> OBJECTIVE: The required output is the line containing "the boy's open" through the final line of the material below, printed exactly, with no other lines.
"""
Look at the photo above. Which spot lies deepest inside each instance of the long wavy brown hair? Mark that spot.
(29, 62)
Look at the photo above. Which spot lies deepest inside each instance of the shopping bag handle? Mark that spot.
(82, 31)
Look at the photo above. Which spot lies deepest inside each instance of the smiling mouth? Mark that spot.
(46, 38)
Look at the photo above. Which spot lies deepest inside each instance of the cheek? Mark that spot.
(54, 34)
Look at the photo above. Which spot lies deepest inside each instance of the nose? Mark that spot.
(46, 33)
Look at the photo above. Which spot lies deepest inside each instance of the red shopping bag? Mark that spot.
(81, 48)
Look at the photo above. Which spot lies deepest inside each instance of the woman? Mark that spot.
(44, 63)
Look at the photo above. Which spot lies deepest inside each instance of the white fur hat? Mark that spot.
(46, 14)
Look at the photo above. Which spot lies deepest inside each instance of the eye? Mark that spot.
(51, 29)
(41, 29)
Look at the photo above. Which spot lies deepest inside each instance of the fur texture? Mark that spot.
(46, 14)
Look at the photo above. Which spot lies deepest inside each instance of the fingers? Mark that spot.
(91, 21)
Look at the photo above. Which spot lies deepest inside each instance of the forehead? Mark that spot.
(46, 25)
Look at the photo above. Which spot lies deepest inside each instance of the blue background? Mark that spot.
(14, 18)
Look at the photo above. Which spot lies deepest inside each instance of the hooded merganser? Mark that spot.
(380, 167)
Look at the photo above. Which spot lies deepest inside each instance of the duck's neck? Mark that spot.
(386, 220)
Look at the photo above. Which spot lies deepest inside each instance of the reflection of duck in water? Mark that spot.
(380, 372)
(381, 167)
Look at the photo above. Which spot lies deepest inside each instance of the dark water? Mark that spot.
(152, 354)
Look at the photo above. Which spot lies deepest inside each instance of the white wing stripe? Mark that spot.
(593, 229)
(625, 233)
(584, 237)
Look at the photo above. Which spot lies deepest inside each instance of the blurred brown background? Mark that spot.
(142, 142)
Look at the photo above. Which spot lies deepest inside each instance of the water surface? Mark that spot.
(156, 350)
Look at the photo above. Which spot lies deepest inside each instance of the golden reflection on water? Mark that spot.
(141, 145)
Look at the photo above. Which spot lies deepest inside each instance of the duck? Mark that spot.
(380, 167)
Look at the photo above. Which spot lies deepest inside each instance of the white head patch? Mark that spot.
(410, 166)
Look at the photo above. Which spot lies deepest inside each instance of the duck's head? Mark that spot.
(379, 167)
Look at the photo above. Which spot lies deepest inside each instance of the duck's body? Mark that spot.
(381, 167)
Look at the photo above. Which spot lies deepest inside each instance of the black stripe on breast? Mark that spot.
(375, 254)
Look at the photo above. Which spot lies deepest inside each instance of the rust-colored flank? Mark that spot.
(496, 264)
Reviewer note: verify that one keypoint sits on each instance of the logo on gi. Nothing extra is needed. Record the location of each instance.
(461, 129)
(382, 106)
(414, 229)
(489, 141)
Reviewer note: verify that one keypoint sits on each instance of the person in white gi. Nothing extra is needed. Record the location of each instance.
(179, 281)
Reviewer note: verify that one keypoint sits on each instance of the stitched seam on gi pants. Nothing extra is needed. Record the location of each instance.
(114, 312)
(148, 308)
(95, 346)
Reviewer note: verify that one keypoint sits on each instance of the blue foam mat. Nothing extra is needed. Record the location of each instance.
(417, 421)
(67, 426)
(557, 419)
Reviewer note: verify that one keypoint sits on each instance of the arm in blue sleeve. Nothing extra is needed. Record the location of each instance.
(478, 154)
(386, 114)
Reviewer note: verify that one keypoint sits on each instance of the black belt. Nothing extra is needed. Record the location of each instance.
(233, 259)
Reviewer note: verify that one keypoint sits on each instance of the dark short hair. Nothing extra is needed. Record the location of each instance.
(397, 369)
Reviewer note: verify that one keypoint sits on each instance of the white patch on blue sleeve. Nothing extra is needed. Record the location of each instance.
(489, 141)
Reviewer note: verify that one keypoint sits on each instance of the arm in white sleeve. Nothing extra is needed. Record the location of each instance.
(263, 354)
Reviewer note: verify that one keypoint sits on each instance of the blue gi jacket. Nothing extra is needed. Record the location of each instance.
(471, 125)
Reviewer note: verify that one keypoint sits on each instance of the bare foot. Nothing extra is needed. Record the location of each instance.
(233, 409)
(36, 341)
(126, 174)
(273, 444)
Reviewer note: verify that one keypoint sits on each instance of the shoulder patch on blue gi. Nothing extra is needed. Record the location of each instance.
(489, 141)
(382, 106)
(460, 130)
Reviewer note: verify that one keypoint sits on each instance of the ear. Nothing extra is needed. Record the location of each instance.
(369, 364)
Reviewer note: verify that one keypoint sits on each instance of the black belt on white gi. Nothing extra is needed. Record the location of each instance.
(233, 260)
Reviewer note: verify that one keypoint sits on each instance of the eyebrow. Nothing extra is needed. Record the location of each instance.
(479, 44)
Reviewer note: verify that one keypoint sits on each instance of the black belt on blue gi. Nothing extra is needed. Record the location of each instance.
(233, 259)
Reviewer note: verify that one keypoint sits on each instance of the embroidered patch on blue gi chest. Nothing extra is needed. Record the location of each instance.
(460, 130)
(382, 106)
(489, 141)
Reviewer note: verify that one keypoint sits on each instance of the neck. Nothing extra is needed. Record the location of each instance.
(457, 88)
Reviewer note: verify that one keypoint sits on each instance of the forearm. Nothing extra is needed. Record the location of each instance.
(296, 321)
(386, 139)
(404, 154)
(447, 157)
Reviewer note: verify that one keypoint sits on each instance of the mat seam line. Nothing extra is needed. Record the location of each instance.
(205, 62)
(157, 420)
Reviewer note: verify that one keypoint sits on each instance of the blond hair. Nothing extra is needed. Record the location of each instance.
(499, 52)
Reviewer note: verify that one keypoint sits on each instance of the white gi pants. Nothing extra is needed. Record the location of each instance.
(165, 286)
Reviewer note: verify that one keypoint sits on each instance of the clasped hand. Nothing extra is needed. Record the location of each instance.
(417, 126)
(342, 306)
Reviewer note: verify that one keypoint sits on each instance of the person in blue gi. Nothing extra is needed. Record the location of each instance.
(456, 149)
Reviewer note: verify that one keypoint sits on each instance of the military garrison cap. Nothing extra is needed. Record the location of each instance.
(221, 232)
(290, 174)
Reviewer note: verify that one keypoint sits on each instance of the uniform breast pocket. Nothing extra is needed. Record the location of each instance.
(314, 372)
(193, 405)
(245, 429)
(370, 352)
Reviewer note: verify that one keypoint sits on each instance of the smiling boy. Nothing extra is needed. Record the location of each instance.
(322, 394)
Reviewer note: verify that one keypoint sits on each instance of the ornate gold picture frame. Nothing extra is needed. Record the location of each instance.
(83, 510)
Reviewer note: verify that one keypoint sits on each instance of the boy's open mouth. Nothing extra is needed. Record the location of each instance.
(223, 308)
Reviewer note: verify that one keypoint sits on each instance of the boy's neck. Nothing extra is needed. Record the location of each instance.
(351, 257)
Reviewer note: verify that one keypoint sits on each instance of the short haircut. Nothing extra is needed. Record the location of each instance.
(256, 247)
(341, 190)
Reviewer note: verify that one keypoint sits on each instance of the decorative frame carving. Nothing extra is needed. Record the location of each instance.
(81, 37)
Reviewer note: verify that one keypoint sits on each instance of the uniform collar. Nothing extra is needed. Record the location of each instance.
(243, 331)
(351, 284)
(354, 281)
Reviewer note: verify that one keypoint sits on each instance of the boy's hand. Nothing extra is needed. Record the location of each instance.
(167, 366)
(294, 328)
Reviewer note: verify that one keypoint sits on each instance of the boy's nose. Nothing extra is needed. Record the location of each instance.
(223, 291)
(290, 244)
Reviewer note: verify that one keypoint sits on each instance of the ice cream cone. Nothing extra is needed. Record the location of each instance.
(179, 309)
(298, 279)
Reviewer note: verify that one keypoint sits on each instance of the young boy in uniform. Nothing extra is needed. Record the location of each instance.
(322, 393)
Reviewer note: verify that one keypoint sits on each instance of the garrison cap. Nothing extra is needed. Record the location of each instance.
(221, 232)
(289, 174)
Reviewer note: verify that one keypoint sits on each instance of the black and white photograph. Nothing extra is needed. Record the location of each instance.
"""
> ANSWER TO THIS EXERCISE:
Reviewer note: verify that one keypoint sits on each instance of the boy's open mouth. Nothing extra is needed. Record the location of each instance.
(223, 308)
Reviewer note: verify that one keypoint sits on each instance of the boy's neck. Nothing extra is needed. Record the location of each instance.
(351, 257)
Reviewer note: verify that one keypoint sits on each instance of the short haircut. Nothing extra is needed. Record the location of each instance.
(256, 247)
(341, 190)
Reviewer note: verify that one keypoint sits on each instance of the decorative frame carving. Nothing extra is needed. Record the location of each instance.
(81, 37)
Reviewer note: verify that one keypoint sits on each instance of the uniform collar. Nothing extra is needed. Record the location of each instance.
(243, 331)
(351, 284)
(354, 281)
Reviewer note: verify that one keypoint sits on each instance of the boy's hand. Nothing extra is needed. Record the location of each instance.
(167, 366)
(294, 328)
Reviewer note: verify that one keypoint sits on each instance of the boy's nose. Nothing extra is needed. Record the location of each instance.
(223, 291)
(290, 244)
Reviewer note: verify that one keypoint sits on each instance of the ice cream cone. Nothing extra is needed. Record the location of each instance.
(179, 309)
(298, 279)
Reviewer note: verify that one keypoint sits on each instance of the young boy in uniform. Nothing extra is needed. Record the location of each instance.
(322, 393)
Reviewer note: verify that one keypoint sits on each instance of the garrison cap. Nothing extra is needed. Record the location of each instance.
(221, 232)
(289, 174)
Reviewer note: verify that one keypoint sits on each instance of the black and white photograph. Nothing extra is needed. Record the location of each instance.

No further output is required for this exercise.